What to produce = Would you copy each line of the data below that has "water"?

Records for the exercise =

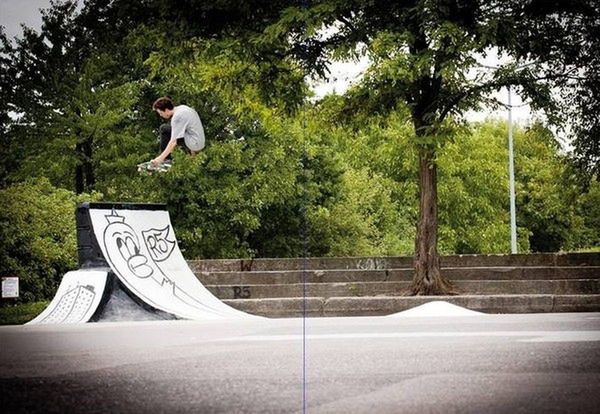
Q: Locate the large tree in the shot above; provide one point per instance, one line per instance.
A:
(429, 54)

--

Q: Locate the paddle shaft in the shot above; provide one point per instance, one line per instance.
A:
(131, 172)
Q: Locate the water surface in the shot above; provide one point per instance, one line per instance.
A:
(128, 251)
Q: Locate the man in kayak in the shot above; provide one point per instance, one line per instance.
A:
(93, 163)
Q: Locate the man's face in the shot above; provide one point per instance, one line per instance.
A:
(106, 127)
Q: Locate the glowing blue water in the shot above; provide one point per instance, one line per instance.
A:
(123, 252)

Response box =
Q: Locate the water surface in the shot above; provide one point per instance, one line per instance.
Q: Locate the glowing blue water in the shot above; provide one point per instance, one line per instance.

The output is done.